Excerpt from a dataset:
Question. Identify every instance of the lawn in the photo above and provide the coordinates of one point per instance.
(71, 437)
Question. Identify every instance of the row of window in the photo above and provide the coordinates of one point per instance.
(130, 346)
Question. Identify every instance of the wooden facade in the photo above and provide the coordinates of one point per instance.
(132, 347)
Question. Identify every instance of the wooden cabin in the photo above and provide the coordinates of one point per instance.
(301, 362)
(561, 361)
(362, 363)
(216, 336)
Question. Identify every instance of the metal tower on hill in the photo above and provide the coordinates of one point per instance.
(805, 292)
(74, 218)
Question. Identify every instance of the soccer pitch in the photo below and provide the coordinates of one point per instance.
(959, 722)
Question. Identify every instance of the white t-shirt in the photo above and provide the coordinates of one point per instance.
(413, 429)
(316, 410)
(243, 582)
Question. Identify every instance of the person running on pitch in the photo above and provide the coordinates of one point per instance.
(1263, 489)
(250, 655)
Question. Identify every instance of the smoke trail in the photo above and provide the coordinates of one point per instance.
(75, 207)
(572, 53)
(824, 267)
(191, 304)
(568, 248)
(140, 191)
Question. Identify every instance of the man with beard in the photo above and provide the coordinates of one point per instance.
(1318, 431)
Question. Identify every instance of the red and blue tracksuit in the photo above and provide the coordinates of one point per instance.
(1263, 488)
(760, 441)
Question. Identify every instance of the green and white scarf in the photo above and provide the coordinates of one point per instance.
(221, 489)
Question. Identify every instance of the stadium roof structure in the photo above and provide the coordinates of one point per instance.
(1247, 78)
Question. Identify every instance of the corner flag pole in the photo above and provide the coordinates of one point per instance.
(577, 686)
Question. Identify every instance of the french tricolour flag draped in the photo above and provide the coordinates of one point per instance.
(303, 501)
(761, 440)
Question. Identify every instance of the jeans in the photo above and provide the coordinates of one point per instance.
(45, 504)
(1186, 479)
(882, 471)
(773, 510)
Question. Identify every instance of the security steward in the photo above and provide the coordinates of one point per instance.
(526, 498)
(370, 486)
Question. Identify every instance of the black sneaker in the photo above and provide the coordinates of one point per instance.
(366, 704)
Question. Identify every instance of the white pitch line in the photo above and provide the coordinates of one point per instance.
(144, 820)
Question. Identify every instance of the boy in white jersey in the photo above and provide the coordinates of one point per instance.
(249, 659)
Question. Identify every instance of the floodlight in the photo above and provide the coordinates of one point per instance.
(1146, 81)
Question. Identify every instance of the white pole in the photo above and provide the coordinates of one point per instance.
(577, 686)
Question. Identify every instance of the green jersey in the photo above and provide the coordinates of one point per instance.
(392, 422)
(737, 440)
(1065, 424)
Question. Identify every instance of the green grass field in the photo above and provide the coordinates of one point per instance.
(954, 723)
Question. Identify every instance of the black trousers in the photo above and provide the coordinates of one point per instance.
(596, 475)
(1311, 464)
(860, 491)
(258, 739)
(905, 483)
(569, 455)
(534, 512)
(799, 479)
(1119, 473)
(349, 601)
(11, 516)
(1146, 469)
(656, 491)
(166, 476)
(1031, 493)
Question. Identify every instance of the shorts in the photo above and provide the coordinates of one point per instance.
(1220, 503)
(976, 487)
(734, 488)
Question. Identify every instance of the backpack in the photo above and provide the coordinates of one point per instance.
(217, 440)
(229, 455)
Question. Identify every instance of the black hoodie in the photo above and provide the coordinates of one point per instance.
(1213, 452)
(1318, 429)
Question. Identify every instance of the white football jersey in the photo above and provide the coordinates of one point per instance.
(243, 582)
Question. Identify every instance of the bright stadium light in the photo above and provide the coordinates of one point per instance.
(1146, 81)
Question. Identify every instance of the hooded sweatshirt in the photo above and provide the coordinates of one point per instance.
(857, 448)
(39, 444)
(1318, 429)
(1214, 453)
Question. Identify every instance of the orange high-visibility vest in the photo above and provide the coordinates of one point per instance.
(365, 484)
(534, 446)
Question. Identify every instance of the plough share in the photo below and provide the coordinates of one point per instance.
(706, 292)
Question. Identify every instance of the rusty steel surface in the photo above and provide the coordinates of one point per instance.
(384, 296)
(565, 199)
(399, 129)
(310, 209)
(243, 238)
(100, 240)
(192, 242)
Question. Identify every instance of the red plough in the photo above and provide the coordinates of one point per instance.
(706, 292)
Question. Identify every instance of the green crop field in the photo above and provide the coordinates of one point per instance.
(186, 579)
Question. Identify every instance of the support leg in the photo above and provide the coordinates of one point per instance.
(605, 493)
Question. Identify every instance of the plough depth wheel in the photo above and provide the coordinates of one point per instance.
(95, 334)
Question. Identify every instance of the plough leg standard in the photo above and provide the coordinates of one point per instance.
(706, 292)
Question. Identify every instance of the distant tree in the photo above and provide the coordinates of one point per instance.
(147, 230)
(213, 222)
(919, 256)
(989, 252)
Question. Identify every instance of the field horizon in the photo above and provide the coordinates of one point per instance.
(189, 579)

Task directions
Reproduce the lines above word for word, beginning with the line that contains "Question. Identify every instance of the rusty" and ending with the final line, both included.

Task result
Question. Identify every instance of the rusty steel surface in the photo above and provide the coordinates of one point per instance.
(384, 296)
(565, 199)
(399, 129)
(310, 209)
(243, 238)
(100, 240)
(192, 242)
Question. Identify every instance of the red plough in the photo above and provide the coordinates of one point per instance.
(706, 292)
Question. Identify every instance of the green crop field in the photo above and provide the coordinates of one point per instance.
(186, 579)
Question. Identify every instance of the support leg in the photo above and provide the coordinates of one point per instance.
(605, 493)
Question. Identify every instance of the plough depth wheel in the photo above and provide the coordinates of one point per instance.
(95, 334)
Question. Identify every instance of the plough leg standard in the photo above and provide the coordinates of one point per instance.
(706, 292)
Question. Identify every instance of the distant tree in the photo above and provide the coordinates of one point per instance.
(147, 230)
(213, 222)
(919, 256)
(989, 252)
Question. Identify every instance of the field horizon in the photo above and provide the coordinates of one point per instance.
(189, 579)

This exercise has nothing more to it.